Written instruction >> Count the lines below that contain the string "winter", treating uppercase and lowercase letters as different. Reply with the number alone.

Provided information >>

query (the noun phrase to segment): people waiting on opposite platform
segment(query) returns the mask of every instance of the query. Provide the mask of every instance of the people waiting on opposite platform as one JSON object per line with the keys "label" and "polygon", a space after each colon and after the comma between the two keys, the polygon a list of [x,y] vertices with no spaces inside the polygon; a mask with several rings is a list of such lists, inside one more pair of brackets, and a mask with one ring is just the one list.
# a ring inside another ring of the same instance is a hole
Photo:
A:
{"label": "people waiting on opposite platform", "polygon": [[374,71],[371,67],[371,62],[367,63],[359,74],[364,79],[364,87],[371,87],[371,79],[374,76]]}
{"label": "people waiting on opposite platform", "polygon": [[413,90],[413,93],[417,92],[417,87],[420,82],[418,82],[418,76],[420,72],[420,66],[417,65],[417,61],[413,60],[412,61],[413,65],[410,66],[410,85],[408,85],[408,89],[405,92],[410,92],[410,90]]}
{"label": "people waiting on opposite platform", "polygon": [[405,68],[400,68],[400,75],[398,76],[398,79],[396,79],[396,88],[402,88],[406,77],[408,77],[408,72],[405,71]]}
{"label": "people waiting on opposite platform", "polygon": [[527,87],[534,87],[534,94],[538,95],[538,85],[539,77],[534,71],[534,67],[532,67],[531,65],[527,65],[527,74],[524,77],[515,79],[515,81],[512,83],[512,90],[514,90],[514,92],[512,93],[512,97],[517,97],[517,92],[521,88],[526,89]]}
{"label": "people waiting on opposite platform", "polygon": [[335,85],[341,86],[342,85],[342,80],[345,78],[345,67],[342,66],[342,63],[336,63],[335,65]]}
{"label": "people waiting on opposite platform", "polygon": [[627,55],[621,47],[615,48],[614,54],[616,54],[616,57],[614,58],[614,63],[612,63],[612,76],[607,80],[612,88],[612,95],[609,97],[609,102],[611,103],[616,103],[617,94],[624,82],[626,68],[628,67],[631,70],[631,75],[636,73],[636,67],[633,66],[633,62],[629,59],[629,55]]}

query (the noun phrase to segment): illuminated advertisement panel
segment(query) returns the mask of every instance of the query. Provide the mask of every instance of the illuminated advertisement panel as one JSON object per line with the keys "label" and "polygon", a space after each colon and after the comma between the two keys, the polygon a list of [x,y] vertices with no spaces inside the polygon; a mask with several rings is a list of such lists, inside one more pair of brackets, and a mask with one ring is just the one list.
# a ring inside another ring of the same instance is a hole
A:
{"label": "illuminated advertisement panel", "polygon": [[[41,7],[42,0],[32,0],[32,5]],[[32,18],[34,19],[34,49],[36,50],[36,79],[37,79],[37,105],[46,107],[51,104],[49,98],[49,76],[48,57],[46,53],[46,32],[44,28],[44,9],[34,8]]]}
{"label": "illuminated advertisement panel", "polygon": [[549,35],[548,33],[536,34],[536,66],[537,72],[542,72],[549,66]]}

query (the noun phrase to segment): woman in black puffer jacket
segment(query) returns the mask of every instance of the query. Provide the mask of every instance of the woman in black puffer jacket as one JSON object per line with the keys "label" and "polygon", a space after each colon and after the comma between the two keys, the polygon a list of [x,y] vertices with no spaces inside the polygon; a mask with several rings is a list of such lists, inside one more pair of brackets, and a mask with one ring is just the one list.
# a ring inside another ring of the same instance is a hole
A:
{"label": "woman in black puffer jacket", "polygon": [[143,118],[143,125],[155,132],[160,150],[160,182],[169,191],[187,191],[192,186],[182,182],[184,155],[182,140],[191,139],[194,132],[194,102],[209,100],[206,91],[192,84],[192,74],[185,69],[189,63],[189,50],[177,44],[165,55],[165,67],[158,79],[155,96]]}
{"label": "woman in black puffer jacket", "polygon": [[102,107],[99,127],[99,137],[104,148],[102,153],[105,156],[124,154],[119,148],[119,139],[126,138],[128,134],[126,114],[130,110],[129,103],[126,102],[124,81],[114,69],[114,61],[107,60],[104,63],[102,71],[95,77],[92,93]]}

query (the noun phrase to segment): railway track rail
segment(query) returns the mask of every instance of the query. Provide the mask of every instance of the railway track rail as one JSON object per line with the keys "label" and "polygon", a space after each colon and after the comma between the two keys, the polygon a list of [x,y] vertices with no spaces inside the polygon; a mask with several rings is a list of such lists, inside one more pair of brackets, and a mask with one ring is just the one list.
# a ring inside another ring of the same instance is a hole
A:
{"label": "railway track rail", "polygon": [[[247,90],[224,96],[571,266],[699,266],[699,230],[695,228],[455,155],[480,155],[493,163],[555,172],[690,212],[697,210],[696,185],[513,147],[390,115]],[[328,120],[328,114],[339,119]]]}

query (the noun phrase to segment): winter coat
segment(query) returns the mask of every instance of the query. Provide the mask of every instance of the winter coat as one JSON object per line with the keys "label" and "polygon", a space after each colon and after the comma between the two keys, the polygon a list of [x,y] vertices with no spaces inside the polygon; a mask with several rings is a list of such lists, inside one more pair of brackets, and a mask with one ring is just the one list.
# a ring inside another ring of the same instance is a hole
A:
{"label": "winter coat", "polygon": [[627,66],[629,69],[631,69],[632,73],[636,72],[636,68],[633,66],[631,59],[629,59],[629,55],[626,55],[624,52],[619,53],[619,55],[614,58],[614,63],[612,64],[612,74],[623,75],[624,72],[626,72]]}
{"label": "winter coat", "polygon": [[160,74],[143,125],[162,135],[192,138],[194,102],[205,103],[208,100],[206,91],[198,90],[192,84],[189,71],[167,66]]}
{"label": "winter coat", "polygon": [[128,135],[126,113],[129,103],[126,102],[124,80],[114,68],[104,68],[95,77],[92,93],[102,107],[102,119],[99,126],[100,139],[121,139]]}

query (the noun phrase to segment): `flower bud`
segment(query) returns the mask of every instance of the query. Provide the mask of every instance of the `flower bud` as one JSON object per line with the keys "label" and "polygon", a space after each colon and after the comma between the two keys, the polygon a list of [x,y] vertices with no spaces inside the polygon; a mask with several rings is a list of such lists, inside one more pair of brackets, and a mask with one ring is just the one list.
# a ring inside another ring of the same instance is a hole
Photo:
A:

Answer to this problem >> 5